Rockwool® is used in manufacturing because it is non-flammable, resistant to many chemicals, and its fibers can hold a finished product together in much the same way as wood fiber does. It has many of the benefits of asbestos, but is much safer.

Many people compare asbestos to Rockwool® because they are both mineral fiber, but Rockwool® is not asbestos. Asbestos, when friable, floats in the air for a very long time; Rockwool® does not. Asbestos has points and barbs that stick in your lungs; Rockwool® does not. Asbestos can never be broken down by your body's immune system, once it's in your lungs, it's there forever. Rockwool® can be broken down and absorbed.

Rockwool® can irritate and cause a red, itchy, persistent rash if the fibers become embedded in the skin. Once in the skin, they are difficult to see and remove. Washing will get rid of most of them, but you'll probably be itchy for a couple of days before your body can deal with the rest of it. To prevent irritation, you should wear a long sleeved shirt and gloves when handling Rockwool®, and if you want to be cautious a dust mask couldn't hurt.

## GIVEN INFORMATION:
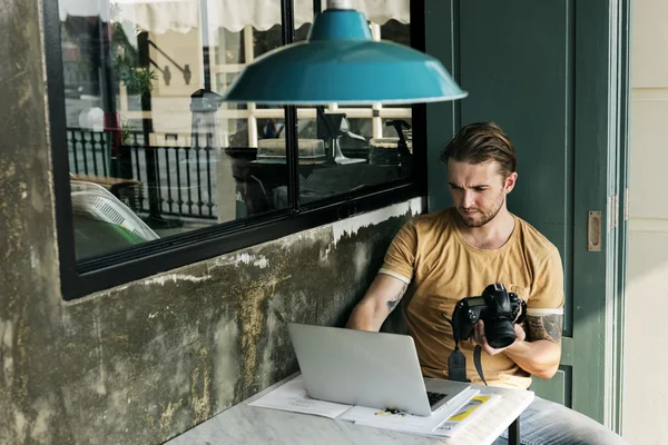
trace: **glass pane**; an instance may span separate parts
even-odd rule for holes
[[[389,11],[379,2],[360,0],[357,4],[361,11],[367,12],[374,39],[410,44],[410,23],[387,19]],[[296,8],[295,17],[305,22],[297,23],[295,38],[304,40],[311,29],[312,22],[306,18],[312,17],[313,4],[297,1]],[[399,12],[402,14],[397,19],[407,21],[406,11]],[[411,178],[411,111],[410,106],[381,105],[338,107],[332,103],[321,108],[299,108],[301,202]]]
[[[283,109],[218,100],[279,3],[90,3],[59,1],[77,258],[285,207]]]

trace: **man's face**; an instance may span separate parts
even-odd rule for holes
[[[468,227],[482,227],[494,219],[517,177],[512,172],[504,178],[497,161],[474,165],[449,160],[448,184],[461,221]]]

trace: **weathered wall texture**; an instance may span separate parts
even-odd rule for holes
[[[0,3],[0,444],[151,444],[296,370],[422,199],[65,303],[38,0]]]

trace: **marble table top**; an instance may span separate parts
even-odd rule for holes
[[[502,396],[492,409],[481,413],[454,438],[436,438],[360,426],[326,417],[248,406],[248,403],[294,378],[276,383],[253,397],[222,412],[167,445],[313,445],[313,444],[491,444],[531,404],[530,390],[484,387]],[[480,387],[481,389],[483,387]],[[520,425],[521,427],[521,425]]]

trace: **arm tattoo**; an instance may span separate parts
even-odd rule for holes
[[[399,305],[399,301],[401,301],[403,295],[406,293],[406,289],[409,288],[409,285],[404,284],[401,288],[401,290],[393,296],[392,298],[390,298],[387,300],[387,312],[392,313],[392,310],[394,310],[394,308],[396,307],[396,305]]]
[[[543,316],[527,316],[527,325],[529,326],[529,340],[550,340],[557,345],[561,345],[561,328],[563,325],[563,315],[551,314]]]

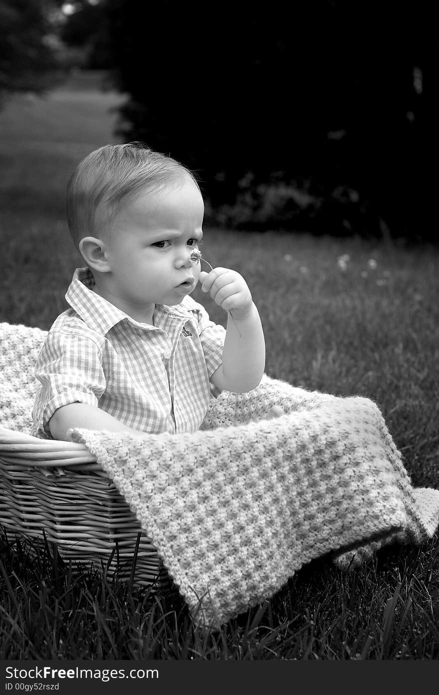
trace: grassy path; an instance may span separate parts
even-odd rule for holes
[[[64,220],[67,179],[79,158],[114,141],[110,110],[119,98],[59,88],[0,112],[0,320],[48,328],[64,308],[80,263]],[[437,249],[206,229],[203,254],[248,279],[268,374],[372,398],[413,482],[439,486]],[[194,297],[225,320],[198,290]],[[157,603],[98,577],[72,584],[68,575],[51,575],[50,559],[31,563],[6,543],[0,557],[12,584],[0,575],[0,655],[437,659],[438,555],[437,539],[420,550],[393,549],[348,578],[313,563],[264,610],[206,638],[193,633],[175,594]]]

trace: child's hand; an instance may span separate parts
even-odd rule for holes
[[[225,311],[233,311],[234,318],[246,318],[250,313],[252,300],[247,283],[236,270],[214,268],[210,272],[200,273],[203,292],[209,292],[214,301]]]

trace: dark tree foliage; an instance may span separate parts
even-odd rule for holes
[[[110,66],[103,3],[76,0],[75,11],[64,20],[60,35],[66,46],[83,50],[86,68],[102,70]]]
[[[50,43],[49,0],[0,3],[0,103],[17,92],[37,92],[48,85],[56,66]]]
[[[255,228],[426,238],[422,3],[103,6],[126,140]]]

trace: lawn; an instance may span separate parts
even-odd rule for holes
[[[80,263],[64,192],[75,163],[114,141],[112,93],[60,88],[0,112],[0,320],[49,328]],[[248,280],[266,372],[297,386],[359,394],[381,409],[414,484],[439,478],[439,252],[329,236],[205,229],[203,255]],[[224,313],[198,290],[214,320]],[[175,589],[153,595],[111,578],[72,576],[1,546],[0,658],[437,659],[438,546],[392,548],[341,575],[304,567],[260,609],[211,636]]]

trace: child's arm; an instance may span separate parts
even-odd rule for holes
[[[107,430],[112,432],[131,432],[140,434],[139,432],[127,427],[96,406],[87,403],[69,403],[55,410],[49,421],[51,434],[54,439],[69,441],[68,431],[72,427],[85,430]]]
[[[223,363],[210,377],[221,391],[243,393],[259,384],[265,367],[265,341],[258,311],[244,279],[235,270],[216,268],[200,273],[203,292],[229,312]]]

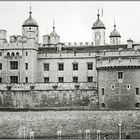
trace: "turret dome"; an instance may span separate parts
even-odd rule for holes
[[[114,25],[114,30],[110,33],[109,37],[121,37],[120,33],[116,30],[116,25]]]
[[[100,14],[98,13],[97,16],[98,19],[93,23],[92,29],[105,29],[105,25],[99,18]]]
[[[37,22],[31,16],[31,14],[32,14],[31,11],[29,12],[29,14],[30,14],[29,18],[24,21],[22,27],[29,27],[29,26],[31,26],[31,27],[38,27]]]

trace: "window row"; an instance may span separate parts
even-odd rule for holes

## STATED EXERCISE:
Copy the Rockwool passage word for word, from its first sentence through its last.

## ANSWER TO THE TASK:
Rockwool® is used in manufacturing because it is non-flammable, resistant to many chemicals, and its fibers can hold a finished product together in much the same way as wood fiber does. It has many of the benefits of asbestos, but is much safer.

Many people compare asbestos to Rockwool® because they are both mineral fiber, but Rockwool® is not asbestos. Asbestos, when friable, floats in the air for a very long time; Rockwool® does not. Asbestos has points and barbs that stick in your lungs; Rockwool® does not. Asbestos can never be broken down by your body's immune system, once it's in your lungs, it's there forever. Rockwool® can be broken down and absorbed.

Rockwool® can irritate and cause a red, itchy, persistent rash if the fibers become embedded in the skin. Once in the skin, they are difficult to see and remove. Washing will get rid of most of them, but you'll probably be itchy for a couple of days before your body can deal with the rest of it. To prevent irritation, you should wear a long sleeved shirt and gloves when handling Rockwool®, and if you want to be cautious a dust mask couldn't hurt.